__Problems to solve__.
A - In the commentary on the death penalty and the sniper case, how long was the interview in which Malvo reportedly confessed?
B - Copy out the commentary on the death penalty and the sniper case word for word, from "Report: Teen sniper" up to and including "to prosecute him.".

How many times have we heard this tired cliche trotted out by some vengeance-minded prosecutor, cop, or politician to help try and placate those who don't support the death penalty, but might be able to be swayed in this particular case. The problem is, of course, that just about any case horrific enough to be eligible for the death penalty will also be horrific enough for people to use as an example of the "if this case doesn't justify it, what does..." cannard.
This is yet another example of why we, as a society, need to decide if we're going to view the death penalty as a form of justice, which I still think is a very shaky proposition, or if we're going to acknowledge that it is social vengeance - something that, while not necessarily serving the purpose of justice, sure does feel good on a primitive level.
Trying to use the example of a particularly heinous case to support the "death-penalty-as-justice" theory actually tends to defeat the purpose. For the death penalty to be just, it would have to be applied consistantly under an objective set of standards, rather than subjectively and on a case-by-case basis as it is now.
Report: Teen sniper suspect confesses. FAIRFAX, Va. - John Lee Malvo, the 17-year-old accused in a series of sniper attacks in the Washington, D.C., suburbs, has admitted to police that he was the triggerman in some of the killings, The Washington Post reported Sunday. [USA Today: Nation]
It's interesting to note that the reported confession came during the 7-hour interview conducted with Malvo before he was appointed a lawyer or a guardian. It's also interesting that the only crime the police have specificed on which he admitted to being the triggerman (though they've indicated that he confessed to others as well) is the murder of Linda Franklin, the FBI analyist who was shot in the parking lot of a Home Depot store in Virginia - the state preparing to prosecute him.
Perhaps it might be cynical to suggest that this "leak" might be an intentional attempt to taint the jury pool before its even selected, but given many of the other irregularities of this case, it is a possiblity that has to be considered. The confession is likely to be thrown out in court. It was obtained by police in an interview with a minor, without a lawyer or guardian to help him protect his own rights, or to help verify a voluntary waiver of those rights. With the information coming out now, it's likey that most anyone who could be called for jury duty in this case wil have heard about the confession prior to the start of jury selection, and will be able to take that into consideration, even if its never formally presented as part of the case.

__Available data__.
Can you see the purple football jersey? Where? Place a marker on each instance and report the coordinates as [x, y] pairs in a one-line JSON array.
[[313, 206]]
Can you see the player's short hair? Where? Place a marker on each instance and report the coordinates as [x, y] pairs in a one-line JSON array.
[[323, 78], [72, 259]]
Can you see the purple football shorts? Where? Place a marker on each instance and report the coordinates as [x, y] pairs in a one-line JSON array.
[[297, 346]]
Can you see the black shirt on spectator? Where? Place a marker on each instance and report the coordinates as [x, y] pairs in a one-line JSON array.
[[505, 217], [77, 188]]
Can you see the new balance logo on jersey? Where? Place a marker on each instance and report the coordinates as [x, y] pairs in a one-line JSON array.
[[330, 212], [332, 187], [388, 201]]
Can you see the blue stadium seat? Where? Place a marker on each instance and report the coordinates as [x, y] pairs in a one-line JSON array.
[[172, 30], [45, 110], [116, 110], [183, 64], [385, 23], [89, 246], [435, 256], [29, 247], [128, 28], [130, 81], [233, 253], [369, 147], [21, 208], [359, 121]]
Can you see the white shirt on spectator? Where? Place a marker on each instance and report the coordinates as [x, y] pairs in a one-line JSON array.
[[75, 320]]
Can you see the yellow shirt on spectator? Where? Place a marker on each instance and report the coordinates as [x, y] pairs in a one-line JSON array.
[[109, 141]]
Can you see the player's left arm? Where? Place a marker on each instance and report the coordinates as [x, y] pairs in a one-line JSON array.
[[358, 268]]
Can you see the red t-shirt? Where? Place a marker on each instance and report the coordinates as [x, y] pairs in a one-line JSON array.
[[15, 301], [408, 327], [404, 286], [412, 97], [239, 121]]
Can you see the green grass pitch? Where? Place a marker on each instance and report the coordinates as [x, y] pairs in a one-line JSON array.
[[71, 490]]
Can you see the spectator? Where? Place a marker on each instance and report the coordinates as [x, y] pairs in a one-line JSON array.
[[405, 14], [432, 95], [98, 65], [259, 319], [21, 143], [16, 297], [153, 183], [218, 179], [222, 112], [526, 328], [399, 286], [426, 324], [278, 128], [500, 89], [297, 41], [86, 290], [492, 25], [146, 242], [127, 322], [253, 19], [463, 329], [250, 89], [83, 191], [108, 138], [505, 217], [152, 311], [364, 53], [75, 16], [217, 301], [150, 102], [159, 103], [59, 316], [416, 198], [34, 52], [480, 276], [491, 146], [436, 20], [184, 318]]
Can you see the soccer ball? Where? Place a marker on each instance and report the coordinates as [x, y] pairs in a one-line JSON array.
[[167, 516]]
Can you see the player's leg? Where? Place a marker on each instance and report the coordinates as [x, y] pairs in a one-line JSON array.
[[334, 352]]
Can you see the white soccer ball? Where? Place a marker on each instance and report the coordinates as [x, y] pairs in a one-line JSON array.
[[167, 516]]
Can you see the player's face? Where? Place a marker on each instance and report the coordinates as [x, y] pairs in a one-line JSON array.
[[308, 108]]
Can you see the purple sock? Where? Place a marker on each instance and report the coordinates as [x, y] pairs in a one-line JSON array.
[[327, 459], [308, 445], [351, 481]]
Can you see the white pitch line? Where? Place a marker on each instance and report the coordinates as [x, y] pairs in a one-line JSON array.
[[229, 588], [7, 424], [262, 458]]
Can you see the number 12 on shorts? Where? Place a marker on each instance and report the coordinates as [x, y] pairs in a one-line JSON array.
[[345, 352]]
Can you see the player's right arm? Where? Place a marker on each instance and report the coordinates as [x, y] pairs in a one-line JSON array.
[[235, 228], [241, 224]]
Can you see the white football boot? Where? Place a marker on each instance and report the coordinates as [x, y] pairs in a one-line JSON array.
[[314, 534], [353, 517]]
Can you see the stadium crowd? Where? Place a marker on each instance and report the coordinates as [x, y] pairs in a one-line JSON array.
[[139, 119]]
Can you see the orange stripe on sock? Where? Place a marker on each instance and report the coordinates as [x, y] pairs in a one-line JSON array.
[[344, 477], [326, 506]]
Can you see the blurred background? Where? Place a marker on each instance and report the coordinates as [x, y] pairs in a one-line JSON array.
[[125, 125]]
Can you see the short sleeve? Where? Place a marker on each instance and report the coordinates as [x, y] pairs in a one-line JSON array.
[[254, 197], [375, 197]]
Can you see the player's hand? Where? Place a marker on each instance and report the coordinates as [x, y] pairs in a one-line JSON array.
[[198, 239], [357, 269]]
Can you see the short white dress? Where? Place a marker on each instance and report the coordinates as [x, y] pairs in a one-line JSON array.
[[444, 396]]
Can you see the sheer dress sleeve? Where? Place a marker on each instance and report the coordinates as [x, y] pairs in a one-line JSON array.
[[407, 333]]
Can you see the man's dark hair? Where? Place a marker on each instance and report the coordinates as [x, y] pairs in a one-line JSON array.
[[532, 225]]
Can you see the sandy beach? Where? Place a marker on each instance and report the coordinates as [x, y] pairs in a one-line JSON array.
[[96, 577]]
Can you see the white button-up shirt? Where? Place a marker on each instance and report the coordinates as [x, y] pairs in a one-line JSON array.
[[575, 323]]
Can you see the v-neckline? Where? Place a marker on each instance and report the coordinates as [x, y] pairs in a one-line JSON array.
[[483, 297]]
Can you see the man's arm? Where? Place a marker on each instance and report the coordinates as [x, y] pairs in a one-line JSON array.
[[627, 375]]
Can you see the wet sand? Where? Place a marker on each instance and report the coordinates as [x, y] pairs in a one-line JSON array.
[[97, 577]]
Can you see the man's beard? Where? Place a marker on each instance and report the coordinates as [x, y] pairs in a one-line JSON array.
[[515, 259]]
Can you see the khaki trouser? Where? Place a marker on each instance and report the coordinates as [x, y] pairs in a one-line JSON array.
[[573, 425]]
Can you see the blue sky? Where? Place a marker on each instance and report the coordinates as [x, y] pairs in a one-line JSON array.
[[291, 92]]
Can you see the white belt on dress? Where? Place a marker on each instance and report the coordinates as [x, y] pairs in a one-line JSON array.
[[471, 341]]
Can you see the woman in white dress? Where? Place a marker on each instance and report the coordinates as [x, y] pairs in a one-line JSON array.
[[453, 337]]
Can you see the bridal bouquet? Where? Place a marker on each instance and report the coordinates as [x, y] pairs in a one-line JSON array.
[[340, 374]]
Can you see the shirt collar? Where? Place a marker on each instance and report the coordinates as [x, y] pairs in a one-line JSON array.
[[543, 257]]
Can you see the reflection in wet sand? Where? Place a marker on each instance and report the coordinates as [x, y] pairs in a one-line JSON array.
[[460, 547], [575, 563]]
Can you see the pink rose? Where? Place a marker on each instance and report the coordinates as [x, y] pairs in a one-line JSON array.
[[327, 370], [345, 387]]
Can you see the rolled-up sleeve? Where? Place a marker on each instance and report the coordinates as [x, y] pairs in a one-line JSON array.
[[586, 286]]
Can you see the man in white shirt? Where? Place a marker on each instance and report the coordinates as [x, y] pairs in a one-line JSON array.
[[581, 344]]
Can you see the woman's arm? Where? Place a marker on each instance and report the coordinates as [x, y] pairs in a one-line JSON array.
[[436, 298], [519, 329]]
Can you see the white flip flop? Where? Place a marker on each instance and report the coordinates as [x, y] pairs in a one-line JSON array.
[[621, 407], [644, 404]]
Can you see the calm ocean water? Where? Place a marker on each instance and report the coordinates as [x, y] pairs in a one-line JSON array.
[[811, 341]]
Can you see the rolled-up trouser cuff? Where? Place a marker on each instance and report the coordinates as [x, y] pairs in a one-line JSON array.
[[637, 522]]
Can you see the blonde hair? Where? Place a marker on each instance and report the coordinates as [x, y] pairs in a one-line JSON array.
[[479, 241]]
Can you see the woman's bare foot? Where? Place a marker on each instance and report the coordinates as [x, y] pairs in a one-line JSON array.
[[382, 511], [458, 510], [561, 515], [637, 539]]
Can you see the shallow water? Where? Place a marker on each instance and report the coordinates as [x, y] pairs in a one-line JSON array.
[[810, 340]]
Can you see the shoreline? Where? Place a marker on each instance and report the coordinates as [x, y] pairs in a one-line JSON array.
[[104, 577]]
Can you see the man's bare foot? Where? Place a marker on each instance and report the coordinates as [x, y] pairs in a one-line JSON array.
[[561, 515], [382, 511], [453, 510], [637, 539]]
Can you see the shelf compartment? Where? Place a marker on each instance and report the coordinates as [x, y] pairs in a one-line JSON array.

__Outputs in order__.
A - Seven hours.

B -
Report: Teen sniper suspect confesses. FAIRFAX, Va. - John Lee Malvo, the 17-year-old accused in a series of sniper attacks in the Washington, D.C., suburbs, has admitted to police that he was the triggerman in some of the killings, The Washington Post reported Sunday. [USA Today: Nation]
It's interesting to note that the reported confession came during the 7-hour interview conducted with Malvo before he was appointed a lawyer or a guardian. It's also interesting that the only crime the police have specificed on which he admitted to being the triggerman (though they've indicated that he confessed to others as well) is the murder of Linda Franklin, the FBI analyist who was shot in the parking lot of a Home Depot store in Virginia - the state preparing to prosecute him.